* [WHAT IS ASKED] Copy the records word for word, from the very start through the line containing "point(496, 217)", and leave the pictures out of your copy.

---------- RECORDS FOR THE TASK ----------

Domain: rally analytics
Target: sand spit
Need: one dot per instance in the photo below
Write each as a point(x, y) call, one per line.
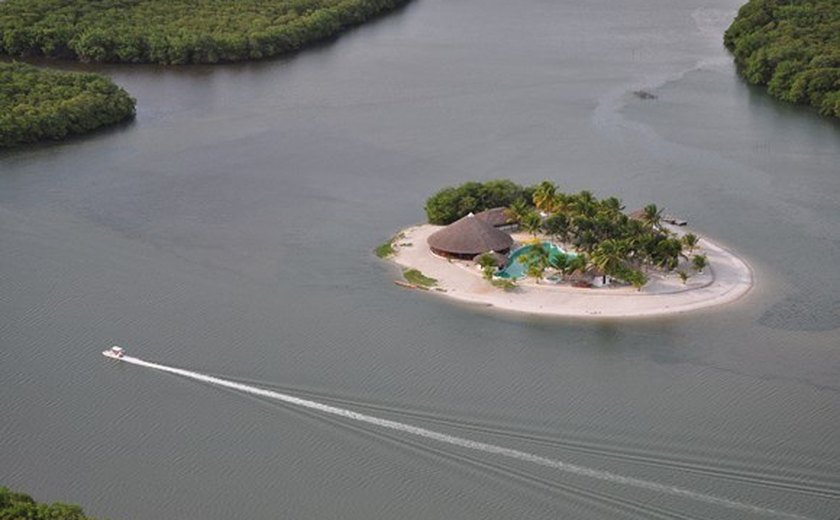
point(727, 278)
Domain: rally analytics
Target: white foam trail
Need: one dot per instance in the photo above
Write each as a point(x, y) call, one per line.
point(470, 444)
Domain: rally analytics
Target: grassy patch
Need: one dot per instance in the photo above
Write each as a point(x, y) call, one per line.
point(417, 278)
point(385, 250)
point(504, 284)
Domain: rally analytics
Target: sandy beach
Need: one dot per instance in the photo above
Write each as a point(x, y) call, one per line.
point(726, 279)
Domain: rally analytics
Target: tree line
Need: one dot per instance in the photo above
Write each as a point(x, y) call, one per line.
point(38, 104)
point(604, 237)
point(19, 506)
point(174, 31)
point(791, 47)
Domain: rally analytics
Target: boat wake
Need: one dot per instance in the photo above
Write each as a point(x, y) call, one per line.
point(461, 442)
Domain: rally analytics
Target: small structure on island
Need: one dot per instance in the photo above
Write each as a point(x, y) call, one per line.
point(468, 237)
point(500, 218)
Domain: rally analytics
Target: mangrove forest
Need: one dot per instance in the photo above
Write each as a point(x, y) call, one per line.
point(174, 31)
point(19, 506)
point(38, 104)
point(793, 48)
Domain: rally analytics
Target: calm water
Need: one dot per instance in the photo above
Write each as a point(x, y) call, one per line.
point(229, 231)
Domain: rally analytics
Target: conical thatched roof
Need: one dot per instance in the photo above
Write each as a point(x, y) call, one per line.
point(469, 236)
point(496, 217)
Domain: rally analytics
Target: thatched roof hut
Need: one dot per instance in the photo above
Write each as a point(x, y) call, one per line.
point(497, 217)
point(468, 237)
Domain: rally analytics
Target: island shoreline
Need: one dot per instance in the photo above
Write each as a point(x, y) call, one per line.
point(728, 279)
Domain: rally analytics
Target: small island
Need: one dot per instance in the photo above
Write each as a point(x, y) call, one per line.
point(175, 31)
point(792, 48)
point(42, 105)
point(541, 251)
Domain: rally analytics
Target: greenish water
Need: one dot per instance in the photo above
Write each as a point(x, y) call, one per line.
point(229, 230)
point(516, 268)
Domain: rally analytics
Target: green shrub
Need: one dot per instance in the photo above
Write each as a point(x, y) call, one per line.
point(417, 278)
point(450, 204)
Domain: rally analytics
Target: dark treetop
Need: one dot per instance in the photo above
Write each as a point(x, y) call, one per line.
point(174, 31)
point(14, 506)
point(38, 104)
point(793, 48)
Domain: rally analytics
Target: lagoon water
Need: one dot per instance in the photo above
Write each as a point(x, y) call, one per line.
point(229, 229)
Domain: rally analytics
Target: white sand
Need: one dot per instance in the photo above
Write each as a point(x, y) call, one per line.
point(727, 278)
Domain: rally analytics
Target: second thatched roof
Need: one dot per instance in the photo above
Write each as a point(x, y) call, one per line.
point(469, 236)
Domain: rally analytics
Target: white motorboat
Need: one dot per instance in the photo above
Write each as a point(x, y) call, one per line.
point(114, 352)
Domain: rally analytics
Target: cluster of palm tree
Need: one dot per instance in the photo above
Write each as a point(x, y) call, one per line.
point(605, 237)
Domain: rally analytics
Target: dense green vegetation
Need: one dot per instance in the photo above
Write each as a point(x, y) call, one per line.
point(793, 47)
point(450, 204)
point(605, 238)
point(38, 104)
point(18, 506)
point(174, 31)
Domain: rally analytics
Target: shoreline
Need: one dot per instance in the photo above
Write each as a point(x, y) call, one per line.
point(727, 279)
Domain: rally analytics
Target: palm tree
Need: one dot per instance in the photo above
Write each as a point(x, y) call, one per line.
point(584, 203)
point(532, 222)
point(690, 240)
point(609, 256)
point(652, 216)
point(699, 262)
point(536, 260)
point(544, 196)
point(560, 262)
point(488, 265)
point(612, 205)
point(518, 210)
point(557, 225)
point(636, 278)
point(577, 263)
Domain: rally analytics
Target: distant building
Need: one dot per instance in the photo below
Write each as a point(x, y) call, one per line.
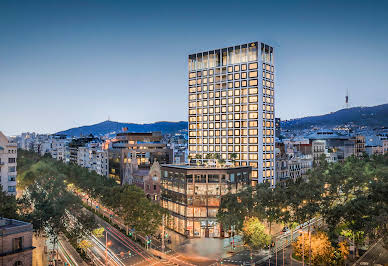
point(145, 148)
point(15, 242)
point(147, 180)
point(318, 148)
point(192, 195)
point(94, 159)
point(74, 145)
point(359, 145)
point(8, 157)
point(385, 146)
point(277, 127)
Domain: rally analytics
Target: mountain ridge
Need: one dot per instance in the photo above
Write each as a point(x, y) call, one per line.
point(112, 127)
point(371, 116)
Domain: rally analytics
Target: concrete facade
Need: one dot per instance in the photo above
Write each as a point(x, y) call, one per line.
point(15, 243)
point(8, 157)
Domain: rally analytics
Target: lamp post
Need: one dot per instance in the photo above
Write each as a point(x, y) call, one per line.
point(163, 234)
point(106, 248)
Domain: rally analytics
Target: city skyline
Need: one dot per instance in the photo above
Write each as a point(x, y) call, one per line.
point(87, 61)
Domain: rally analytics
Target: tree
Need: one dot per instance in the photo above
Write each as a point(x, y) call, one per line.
point(254, 235)
point(84, 245)
point(322, 252)
point(98, 232)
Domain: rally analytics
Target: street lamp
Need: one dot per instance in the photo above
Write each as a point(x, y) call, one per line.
point(301, 231)
point(107, 243)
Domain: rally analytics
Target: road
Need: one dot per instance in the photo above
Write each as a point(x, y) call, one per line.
point(282, 241)
point(122, 250)
point(376, 255)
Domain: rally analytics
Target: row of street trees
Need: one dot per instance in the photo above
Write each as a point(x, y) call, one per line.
point(46, 183)
point(350, 196)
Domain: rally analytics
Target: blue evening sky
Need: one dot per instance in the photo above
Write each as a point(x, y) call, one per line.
point(72, 63)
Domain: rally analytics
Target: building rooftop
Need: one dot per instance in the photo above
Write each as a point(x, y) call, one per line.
point(203, 167)
point(11, 226)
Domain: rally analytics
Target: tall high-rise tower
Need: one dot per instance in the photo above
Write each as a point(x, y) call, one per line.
point(232, 107)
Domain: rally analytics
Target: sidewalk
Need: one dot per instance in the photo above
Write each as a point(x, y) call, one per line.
point(69, 253)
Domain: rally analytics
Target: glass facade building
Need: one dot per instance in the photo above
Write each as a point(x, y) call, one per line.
point(192, 195)
point(232, 107)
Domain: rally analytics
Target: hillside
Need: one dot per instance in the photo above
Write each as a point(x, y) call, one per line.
point(374, 116)
point(111, 127)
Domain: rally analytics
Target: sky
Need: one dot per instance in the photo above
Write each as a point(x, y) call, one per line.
point(70, 63)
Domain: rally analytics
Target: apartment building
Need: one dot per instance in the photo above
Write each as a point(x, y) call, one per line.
point(232, 107)
point(94, 158)
point(145, 148)
point(15, 242)
point(8, 156)
point(192, 195)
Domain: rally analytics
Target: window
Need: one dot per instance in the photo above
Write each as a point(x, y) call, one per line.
point(18, 244)
point(253, 74)
point(253, 82)
point(253, 66)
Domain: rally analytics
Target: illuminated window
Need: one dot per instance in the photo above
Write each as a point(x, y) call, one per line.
point(253, 74)
point(253, 82)
point(253, 107)
point(253, 115)
point(253, 148)
point(253, 156)
point(252, 90)
point(253, 99)
point(253, 140)
point(253, 66)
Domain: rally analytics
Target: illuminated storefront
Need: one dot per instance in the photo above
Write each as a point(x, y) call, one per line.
point(192, 194)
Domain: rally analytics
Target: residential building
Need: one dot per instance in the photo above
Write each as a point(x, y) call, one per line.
point(192, 195)
point(144, 148)
point(385, 146)
point(232, 107)
point(318, 148)
point(74, 145)
point(146, 179)
point(94, 158)
point(8, 157)
point(15, 242)
point(359, 145)
point(277, 127)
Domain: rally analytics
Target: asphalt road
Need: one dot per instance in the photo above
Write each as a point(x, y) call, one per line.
point(376, 255)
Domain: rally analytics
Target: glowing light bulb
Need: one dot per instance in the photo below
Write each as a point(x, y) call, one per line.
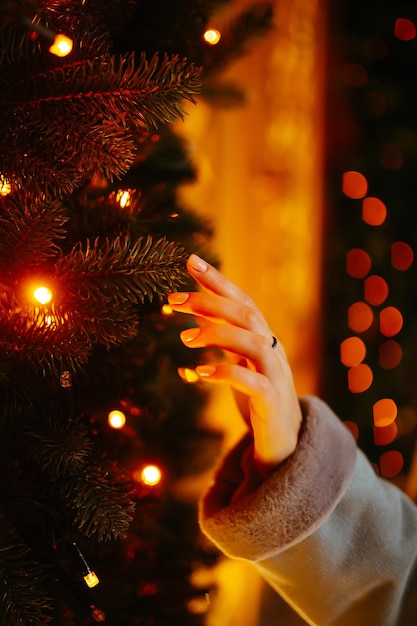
point(116, 419)
point(124, 198)
point(5, 187)
point(212, 36)
point(188, 375)
point(42, 294)
point(91, 579)
point(61, 45)
point(151, 475)
point(167, 310)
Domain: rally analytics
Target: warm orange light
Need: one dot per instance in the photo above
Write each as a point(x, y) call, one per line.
point(91, 579)
point(360, 378)
point(5, 186)
point(188, 375)
point(116, 419)
point(212, 36)
point(167, 310)
point(391, 463)
point(124, 198)
point(402, 256)
point(390, 321)
point(375, 290)
point(385, 434)
point(151, 475)
point(61, 46)
point(374, 211)
point(354, 185)
point(42, 294)
point(352, 351)
point(360, 317)
point(404, 29)
point(358, 263)
point(385, 412)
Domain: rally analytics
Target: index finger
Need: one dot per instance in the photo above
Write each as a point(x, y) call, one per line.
point(210, 278)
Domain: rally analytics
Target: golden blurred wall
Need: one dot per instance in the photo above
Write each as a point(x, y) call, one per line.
point(261, 184)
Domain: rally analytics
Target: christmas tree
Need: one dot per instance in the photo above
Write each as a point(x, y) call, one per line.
point(92, 238)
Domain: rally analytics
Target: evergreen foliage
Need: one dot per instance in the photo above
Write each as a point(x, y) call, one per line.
point(77, 133)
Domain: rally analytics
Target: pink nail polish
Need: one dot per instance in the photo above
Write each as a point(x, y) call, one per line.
point(178, 297)
point(197, 263)
point(189, 335)
point(205, 370)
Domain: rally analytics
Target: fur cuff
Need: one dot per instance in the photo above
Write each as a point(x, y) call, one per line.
point(293, 502)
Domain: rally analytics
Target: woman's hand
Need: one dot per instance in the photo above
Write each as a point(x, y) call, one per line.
point(228, 318)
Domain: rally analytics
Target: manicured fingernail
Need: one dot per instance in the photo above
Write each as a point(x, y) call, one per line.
point(205, 370)
point(190, 334)
point(188, 375)
point(178, 297)
point(197, 263)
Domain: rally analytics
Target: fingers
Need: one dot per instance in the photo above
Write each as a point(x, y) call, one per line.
point(219, 309)
point(254, 347)
point(211, 279)
point(275, 438)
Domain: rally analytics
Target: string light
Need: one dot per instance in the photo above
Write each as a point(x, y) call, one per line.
point(5, 186)
point(116, 419)
point(167, 310)
point(212, 36)
point(42, 294)
point(151, 475)
point(61, 45)
point(188, 375)
point(91, 579)
point(124, 198)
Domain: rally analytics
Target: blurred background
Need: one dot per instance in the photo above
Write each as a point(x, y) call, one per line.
point(310, 185)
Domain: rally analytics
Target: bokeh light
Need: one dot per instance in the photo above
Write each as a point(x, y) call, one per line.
point(212, 36)
point(61, 46)
point(360, 378)
point(116, 419)
point(374, 211)
point(188, 375)
point(385, 412)
point(354, 184)
point(151, 475)
point(383, 435)
point(360, 317)
point(358, 263)
point(42, 294)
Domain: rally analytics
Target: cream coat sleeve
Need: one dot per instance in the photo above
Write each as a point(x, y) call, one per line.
point(338, 543)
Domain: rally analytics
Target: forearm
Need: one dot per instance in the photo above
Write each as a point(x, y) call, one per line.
point(337, 542)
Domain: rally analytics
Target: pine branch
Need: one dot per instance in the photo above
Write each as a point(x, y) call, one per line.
point(121, 271)
point(29, 230)
point(97, 105)
point(95, 491)
point(101, 503)
point(23, 600)
point(238, 36)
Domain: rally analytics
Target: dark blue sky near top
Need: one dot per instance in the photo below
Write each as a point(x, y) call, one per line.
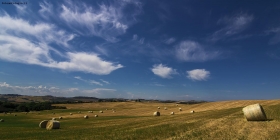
point(181, 50)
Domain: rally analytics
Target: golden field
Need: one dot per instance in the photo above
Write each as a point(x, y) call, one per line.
point(135, 120)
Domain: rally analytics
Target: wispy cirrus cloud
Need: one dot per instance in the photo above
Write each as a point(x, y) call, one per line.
point(198, 74)
point(88, 81)
point(163, 71)
point(192, 51)
point(28, 43)
point(106, 21)
point(170, 40)
point(46, 9)
point(106, 82)
point(232, 25)
point(55, 91)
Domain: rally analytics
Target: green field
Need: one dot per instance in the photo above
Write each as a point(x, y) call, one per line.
point(134, 120)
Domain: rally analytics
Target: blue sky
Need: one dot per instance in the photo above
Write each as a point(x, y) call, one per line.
point(152, 49)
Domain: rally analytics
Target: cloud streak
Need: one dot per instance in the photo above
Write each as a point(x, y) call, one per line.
point(163, 71)
point(105, 21)
point(191, 51)
point(44, 90)
point(198, 74)
point(27, 43)
point(233, 25)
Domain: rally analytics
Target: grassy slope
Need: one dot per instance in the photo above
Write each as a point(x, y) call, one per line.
point(215, 120)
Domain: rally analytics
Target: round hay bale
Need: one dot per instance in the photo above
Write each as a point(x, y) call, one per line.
point(43, 124)
point(52, 124)
point(156, 113)
point(254, 112)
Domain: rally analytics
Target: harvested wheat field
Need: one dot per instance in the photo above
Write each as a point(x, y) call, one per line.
point(135, 120)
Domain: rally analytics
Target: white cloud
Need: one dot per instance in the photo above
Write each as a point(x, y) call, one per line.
point(170, 40)
point(21, 9)
point(233, 25)
point(42, 32)
point(198, 74)
point(95, 82)
point(105, 21)
point(159, 85)
point(101, 50)
point(106, 82)
point(55, 91)
point(163, 71)
point(193, 51)
point(88, 81)
point(46, 9)
point(89, 63)
point(25, 43)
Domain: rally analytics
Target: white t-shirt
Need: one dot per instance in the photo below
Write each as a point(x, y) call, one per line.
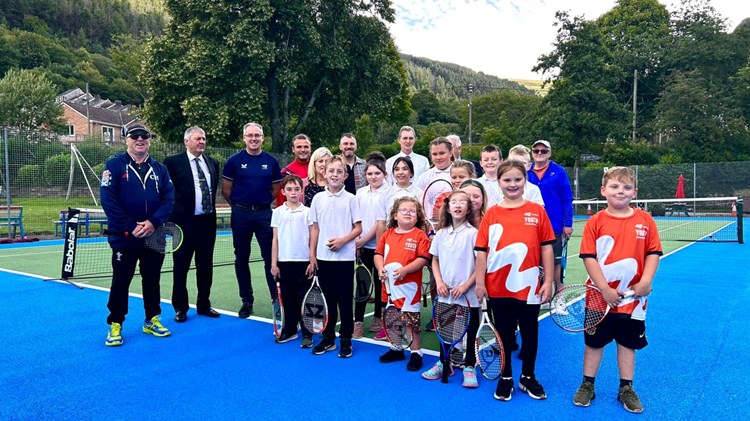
point(335, 215)
point(431, 175)
point(293, 230)
point(421, 164)
point(455, 251)
point(372, 209)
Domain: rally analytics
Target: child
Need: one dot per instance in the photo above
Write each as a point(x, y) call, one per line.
point(531, 191)
point(460, 171)
point(478, 196)
point(453, 267)
point(514, 237)
point(371, 200)
point(625, 238)
point(335, 223)
point(290, 253)
point(405, 243)
point(490, 158)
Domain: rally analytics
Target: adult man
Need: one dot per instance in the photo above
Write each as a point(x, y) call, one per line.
point(456, 142)
point(137, 196)
point(355, 165)
point(557, 194)
point(442, 159)
point(301, 148)
point(407, 138)
point(250, 183)
point(196, 177)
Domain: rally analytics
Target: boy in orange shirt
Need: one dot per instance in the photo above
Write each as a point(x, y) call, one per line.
point(620, 250)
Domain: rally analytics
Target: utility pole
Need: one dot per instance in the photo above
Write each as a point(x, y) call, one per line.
point(635, 100)
point(471, 91)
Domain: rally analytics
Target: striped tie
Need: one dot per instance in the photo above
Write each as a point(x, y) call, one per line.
point(205, 193)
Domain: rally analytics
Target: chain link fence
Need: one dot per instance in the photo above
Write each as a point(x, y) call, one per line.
point(45, 174)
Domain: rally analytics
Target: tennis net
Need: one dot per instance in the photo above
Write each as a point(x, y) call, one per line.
point(93, 256)
point(699, 219)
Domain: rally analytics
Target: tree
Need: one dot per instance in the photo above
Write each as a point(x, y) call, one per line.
point(293, 65)
point(27, 101)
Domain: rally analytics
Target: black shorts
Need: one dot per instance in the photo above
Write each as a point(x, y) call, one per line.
point(625, 331)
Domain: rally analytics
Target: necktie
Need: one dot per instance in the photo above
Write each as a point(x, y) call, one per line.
point(205, 193)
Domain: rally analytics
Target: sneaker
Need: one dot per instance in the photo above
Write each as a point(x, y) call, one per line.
point(359, 330)
point(584, 395)
point(376, 325)
point(629, 399)
point(430, 326)
point(286, 338)
point(346, 348)
point(380, 336)
point(504, 390)
point(392, 356)
point(532, 387)
point(114, 337)
point(154, 327)
point(470, 378)
point(324, 346)
point(246, 310)
point(415, 362)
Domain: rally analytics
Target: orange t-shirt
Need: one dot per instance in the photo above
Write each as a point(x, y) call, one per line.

----------

* [COMPLETE RESPONSE]
Domain: rally analytics
Target: sand spit
Need: one dot per instance in the photo below
Write each as a point(x, y) call, one per line.
point(727, 278)
Domain: rally analytics
Target: white foam trail
Need: one dot per instance in the photo above
Write each as a point(x, y) call, one per line.
point(470, 444)
Domain: rally analytics
Target: grassy patch
Need: one dot per instance in the photo above
Write each as a point(x, y) call, one per line.
point(417, 278)
point(385, 250)
point(504, 284)
Domain: rally analytics
Target: sandy beach
Need: one dot per instance in the photo above
Write each as a point(x, y) call, one per line.
point(726, 279)
Domain: rally analytics
Target: tree line
Need: one dot per instance in the photo above
Write each as a point(x, y) call, one per line.
point(38, 104)
point(604, 237)
point(19, 506)
point(174, 31)
point(791, 47)
Domain: rally analytics
Target: boat wake
Need: one dot per instance in the photo above
Write each as a point(x, y) call, one per line.
point(461, 442)
Domain: rally analytics
Target: small structure on island
Need: one dot per instance in the photo above
Write each as a point(x, y) call, one per line.
point(468, 237)
point(500, 218)
Domain: rally analytics
Target: mangrove forest
Need: one dot per instance in the photo above
Write each as a point(x, y) call, one per line.
point(174, 31)
point(19, 506)
point(38, 104)
point(793, 48)
Domain: rally analytics
Target: calm water
Need: one dot per instance in the photo above
Write each as a point(x, y) call, one per line.
point(229, 231)
Domain: rally analytics
Target: conical thatched roof
Need: one dot per instance in the photo above
Write each as a point(x, y) call, one per line.
point(469, 236)
point(496, 217)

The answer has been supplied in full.